→ **Task instructions**
Pull out every line below that contains the string "wall", treating uppercase and lowercase as different.

→ **Input material**
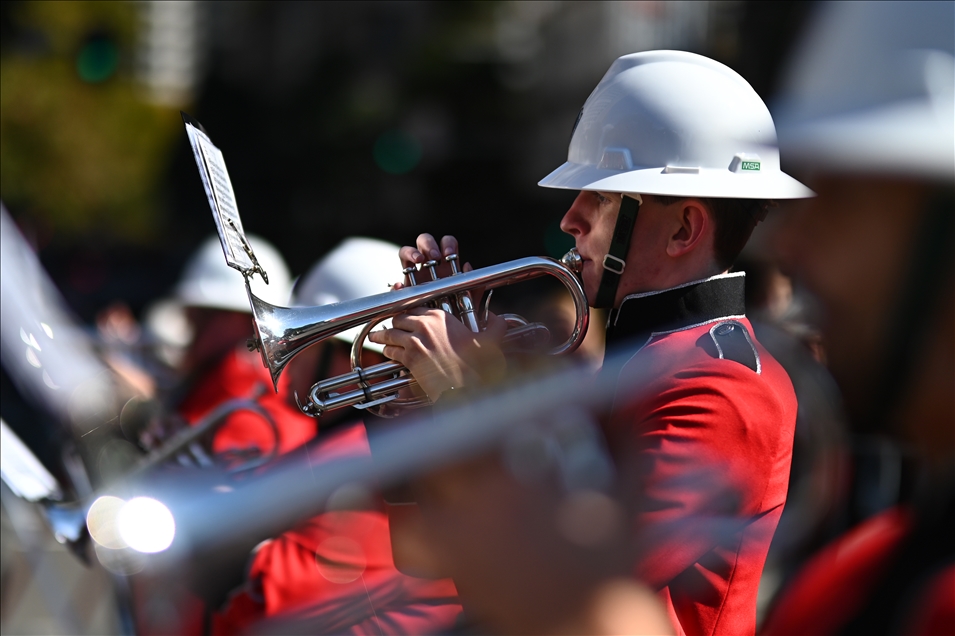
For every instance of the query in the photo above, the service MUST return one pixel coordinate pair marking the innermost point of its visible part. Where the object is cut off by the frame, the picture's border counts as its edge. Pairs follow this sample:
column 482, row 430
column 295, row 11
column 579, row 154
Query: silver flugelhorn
column 283, row 332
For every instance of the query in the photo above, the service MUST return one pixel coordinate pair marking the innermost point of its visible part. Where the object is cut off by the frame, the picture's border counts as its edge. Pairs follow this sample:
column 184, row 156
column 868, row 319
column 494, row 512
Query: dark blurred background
column 336, row 118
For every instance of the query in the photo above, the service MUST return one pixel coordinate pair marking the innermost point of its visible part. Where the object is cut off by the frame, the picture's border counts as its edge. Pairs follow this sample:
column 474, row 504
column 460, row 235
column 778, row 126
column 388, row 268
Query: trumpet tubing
column 283, row 332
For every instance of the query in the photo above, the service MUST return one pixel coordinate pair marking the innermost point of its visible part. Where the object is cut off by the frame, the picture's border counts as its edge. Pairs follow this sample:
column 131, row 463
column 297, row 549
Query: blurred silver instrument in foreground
column 284, row 332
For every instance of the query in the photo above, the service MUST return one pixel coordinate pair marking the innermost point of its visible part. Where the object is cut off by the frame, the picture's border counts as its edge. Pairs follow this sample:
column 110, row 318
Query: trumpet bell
column 283, row 332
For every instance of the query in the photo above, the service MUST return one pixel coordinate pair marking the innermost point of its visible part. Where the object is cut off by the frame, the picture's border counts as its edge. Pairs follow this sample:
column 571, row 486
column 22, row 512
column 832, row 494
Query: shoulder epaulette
column 733, row 342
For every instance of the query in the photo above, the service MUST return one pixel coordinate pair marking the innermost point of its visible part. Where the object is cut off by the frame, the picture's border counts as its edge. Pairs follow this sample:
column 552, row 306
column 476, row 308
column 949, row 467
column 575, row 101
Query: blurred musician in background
column 334, row 573
column 218, row 365
column 675, row 160
column 869, row 111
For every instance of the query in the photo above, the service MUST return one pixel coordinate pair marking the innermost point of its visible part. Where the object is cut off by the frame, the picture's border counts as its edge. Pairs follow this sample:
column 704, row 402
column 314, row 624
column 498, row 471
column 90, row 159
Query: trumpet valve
column 430, row 265
column 452, row 260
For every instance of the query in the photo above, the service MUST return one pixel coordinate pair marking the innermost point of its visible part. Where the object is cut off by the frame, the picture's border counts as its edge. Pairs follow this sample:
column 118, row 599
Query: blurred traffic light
column 98, row 58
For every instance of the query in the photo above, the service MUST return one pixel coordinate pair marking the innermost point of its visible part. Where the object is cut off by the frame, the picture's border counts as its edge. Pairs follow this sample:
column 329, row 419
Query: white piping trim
column 692, row 282
column 733, row 318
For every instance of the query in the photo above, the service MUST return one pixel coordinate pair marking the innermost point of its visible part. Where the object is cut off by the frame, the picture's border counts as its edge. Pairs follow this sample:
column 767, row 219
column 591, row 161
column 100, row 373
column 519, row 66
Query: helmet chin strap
column 615, row 260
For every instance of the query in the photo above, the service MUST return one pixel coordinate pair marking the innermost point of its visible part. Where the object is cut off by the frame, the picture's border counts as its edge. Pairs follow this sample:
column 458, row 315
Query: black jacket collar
column 676, row 308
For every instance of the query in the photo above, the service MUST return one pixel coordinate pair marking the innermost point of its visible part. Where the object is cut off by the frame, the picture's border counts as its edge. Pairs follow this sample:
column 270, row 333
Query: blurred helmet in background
column 358, row 267
column 208, row 281
column 674, row 123
column 872, row 89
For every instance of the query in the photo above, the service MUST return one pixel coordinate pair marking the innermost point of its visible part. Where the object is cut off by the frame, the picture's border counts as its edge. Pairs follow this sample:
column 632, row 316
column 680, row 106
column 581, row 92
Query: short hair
column 735, row 220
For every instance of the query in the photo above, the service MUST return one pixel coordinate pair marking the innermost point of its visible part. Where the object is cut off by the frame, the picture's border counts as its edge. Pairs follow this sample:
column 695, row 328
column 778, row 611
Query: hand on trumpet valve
column 426, row 250
column 441, row 352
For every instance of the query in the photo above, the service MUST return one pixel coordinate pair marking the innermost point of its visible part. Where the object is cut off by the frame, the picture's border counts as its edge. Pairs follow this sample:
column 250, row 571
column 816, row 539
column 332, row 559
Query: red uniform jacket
column 239, row 375
column 838, row 585
column 334, row 573
column 702, row 431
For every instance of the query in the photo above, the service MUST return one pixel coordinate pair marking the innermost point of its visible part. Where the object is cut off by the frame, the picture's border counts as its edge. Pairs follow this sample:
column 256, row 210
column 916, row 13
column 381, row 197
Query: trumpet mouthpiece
column 573, row 261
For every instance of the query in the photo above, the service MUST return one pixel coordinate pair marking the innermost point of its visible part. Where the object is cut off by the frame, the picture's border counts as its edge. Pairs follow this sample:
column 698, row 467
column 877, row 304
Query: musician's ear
column 692, row 223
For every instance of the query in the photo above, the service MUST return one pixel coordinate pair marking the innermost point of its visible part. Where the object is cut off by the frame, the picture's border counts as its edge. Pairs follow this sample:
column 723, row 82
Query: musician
column 218, row 364
column 334, row 572
column 674, row 159
column 869, row 108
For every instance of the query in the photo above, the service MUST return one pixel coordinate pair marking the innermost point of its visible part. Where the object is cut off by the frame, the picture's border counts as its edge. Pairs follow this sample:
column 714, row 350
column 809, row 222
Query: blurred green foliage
column 82, row 150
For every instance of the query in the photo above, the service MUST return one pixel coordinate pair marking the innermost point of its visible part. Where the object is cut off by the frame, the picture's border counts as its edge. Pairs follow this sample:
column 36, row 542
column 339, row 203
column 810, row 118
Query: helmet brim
column 703, row 183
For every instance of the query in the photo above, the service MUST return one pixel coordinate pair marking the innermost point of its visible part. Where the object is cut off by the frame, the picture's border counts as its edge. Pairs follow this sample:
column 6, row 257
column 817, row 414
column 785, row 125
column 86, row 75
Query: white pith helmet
column 872, row 88
column 208, row 281
column 678, row 124
column 358, row 267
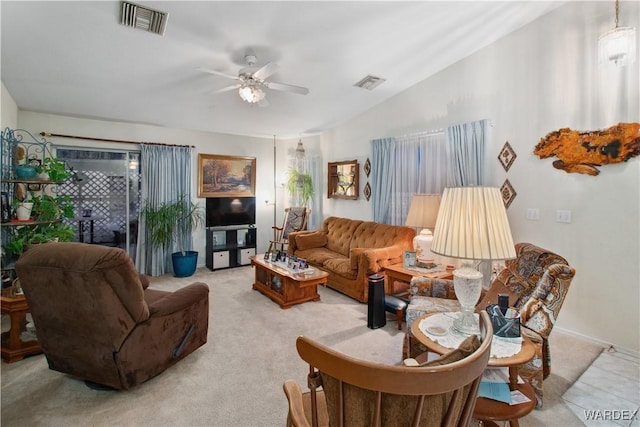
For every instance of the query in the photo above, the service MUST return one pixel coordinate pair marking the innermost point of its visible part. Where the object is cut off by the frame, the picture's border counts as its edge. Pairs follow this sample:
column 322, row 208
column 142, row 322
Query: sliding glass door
column 105, row 191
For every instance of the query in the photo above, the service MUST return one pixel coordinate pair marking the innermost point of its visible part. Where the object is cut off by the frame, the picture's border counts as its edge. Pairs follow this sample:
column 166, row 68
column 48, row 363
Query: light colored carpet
column 236, row 378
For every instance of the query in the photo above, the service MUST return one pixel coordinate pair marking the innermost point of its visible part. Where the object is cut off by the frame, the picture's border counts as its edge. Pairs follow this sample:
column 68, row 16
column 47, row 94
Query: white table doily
column 500, row 347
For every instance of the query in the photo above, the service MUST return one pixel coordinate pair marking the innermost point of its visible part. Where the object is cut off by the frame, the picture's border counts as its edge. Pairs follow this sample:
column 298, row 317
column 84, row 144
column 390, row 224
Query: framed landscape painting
column 226, row 176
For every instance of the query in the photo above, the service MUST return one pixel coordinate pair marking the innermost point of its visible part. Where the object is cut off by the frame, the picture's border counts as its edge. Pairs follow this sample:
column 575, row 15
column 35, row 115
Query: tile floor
column 608, row 392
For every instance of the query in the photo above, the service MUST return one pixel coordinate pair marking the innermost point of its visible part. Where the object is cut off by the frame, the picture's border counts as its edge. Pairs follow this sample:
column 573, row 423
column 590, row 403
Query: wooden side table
column 488, row 410
column 397, row 272
column 13, row 348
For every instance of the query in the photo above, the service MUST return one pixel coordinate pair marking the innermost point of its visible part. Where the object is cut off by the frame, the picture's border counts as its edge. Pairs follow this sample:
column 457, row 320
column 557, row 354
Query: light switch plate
column 563, row 216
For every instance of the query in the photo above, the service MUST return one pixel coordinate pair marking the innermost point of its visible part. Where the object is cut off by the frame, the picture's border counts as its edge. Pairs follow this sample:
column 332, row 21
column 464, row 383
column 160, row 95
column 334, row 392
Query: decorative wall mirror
column 343, row 180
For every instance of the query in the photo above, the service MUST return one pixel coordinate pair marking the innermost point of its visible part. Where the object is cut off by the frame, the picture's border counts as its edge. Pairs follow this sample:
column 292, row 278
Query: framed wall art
column 226, row 176
column 507, row 156
column 508, row 193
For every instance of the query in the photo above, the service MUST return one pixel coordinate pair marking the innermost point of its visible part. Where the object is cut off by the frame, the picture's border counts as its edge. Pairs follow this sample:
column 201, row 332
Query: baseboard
column 606, row 345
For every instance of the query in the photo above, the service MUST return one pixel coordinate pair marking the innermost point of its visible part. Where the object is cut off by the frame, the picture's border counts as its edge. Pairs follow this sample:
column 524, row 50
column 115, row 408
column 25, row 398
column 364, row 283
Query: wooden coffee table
column 397, row 272
column 284, row 286
column 489, row 410
column 13, row 348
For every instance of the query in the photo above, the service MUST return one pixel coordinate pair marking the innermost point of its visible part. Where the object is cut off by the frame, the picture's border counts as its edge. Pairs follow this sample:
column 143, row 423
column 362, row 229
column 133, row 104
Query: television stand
column 230, row 246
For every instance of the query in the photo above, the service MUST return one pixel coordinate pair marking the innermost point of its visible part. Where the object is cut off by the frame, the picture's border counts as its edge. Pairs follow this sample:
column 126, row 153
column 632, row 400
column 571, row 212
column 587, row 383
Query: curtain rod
column 47, row 134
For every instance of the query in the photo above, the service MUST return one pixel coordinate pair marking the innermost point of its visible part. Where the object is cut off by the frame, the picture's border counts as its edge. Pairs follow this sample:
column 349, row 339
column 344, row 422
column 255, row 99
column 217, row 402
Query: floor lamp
column 472, row 225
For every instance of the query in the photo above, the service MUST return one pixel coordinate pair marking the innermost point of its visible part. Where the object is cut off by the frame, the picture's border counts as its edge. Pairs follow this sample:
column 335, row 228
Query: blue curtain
column 465, row 149
column 382, row 166
column 165, row 175
column 420, row 168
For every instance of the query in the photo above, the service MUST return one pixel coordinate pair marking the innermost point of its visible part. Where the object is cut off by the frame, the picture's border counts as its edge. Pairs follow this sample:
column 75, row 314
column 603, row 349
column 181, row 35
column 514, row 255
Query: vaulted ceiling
column 74, row 58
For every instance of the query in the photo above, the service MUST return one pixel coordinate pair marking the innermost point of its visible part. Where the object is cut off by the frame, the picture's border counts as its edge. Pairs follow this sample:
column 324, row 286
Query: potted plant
column 50, row 208
column 23, row 209
column 173, row 222
column 43, row 233
column 300, row 184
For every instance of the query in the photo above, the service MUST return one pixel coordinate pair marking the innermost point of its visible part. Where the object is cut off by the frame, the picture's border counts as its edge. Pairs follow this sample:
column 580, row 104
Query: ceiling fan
column 252, row 82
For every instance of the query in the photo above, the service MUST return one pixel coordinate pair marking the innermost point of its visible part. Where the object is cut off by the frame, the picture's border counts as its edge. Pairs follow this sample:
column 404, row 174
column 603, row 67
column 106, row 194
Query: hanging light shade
column 617, row 45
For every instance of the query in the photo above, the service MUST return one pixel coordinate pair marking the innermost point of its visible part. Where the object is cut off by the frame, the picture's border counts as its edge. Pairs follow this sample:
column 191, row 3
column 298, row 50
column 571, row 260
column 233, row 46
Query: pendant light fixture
column 617, row 45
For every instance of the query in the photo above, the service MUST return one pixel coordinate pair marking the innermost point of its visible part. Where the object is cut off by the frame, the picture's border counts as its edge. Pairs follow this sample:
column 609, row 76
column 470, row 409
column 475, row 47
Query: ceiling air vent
column 370, row 82
column 144, row 18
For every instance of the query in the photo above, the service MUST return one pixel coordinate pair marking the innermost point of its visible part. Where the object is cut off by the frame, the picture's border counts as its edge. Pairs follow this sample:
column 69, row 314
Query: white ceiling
column 74, row 58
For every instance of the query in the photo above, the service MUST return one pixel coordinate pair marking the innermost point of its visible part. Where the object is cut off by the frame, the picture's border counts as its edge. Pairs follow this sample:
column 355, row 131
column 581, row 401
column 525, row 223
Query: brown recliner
column 96, row 319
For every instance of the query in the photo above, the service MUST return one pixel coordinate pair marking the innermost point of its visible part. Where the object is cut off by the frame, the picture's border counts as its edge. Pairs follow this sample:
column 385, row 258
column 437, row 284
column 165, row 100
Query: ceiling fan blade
column 287, row 88
column 266, row 71
column 218, row 73
column 226, row 89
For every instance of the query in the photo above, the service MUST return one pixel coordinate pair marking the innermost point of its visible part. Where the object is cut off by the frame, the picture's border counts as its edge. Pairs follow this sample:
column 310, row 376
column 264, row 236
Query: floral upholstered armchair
column 537, row 281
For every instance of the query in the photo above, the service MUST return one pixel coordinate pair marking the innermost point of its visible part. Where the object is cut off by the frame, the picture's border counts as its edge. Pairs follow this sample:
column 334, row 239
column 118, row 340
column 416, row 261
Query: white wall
column 543, row 77
column 204, row 142
column 9, row 110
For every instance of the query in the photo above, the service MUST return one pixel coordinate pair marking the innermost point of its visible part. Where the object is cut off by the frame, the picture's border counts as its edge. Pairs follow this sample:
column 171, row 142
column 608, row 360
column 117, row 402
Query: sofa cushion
column 312, row 239
column 317, row 256
column 375, row 235
column 340, row 232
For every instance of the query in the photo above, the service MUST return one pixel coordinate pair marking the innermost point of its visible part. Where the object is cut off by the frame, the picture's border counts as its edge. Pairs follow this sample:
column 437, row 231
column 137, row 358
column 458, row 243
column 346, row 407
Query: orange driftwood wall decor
column 581, row 152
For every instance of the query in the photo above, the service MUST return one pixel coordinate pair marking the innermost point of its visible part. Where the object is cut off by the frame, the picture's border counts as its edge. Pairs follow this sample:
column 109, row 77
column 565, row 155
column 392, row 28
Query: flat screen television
column 222, row 211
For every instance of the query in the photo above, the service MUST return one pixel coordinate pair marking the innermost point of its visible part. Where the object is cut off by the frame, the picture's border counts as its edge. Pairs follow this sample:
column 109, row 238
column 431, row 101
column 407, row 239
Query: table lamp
column 422, row 214
column 472, row 224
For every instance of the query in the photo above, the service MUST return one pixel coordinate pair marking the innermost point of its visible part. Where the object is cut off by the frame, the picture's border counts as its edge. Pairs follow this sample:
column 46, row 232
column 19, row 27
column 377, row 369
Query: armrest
column 372, row 260
column 302, row 240
column 144, row 279
column 179, row 300
column 542, row 297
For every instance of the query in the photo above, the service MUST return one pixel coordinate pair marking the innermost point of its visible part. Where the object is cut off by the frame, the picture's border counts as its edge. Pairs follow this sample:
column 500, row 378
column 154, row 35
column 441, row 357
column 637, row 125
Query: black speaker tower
column 376, row 317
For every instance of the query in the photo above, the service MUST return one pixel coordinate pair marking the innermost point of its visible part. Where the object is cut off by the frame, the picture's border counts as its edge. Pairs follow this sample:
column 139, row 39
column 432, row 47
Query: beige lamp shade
column 422, row 214
column 472, row 224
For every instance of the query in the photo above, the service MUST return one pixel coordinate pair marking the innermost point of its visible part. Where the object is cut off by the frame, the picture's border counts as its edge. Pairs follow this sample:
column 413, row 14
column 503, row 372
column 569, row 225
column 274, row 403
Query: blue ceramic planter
column 184, row 266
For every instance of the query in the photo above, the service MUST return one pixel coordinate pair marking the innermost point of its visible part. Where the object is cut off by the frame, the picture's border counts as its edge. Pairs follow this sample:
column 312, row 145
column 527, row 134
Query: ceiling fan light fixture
column 251, row 93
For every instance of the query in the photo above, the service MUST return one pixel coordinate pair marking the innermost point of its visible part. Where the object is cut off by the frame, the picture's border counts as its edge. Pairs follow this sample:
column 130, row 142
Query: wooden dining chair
column 356, row 392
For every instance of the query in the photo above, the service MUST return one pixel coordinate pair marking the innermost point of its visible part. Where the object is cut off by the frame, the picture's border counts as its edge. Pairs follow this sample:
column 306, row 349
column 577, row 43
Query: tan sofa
column 351, row 250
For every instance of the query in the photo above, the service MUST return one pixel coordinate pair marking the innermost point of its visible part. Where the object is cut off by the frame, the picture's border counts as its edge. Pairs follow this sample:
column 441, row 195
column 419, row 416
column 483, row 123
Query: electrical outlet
column 563, row 216
column 533, row 214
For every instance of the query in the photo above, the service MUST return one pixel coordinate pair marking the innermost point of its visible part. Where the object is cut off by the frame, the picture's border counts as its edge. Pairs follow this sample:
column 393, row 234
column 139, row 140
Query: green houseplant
column 300, row 184
column 31, row 235
column 173, row 222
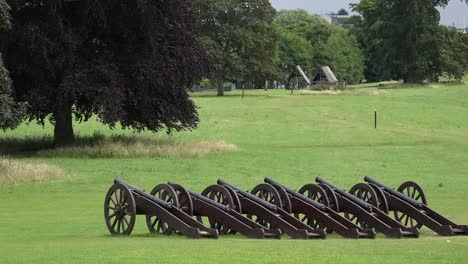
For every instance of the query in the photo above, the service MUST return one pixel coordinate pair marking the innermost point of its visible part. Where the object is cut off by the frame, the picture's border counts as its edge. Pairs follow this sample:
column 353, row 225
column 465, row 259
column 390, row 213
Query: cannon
column 409, row 206
column 219, row 210
column 268, row 214
column 124, row 202
column 311, row 212
column 363, row 213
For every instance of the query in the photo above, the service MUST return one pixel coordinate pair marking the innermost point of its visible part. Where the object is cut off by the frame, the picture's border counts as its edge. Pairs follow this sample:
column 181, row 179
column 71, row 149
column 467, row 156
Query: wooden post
column 375, row 118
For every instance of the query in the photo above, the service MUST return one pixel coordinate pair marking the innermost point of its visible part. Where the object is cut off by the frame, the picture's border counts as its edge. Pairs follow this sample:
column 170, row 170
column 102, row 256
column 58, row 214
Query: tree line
column 131, row 62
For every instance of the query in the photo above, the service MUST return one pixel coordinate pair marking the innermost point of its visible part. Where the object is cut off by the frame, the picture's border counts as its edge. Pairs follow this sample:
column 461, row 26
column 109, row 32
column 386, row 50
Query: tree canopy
column 240, row 39
column 10, row 112
column 401, row 39
column 126, row 62
column 309, row 41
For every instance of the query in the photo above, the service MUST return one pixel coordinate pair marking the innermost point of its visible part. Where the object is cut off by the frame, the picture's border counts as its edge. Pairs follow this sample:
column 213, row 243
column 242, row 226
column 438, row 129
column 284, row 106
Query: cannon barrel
column 249, row 195
column 296, row 194
column 394, row 193
column 349, row 196
column 205, row 199
column 144, row 194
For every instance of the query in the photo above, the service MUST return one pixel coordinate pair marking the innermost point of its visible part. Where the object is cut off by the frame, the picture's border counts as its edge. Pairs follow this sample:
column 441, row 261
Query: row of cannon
column 272, row 209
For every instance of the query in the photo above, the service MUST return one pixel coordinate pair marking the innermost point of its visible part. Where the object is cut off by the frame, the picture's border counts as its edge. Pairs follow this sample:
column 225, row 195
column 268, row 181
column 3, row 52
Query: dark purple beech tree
column 10, row 112
column 128, row 62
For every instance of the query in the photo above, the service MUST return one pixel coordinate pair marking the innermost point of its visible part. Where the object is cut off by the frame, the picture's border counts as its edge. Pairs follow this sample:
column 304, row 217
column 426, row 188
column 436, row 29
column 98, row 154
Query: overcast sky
column 456, row 12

→ **Expected output**
Query: decorative wall mirror
Query: framed wall art
Query: white wall
Query: orange driftwood wall decor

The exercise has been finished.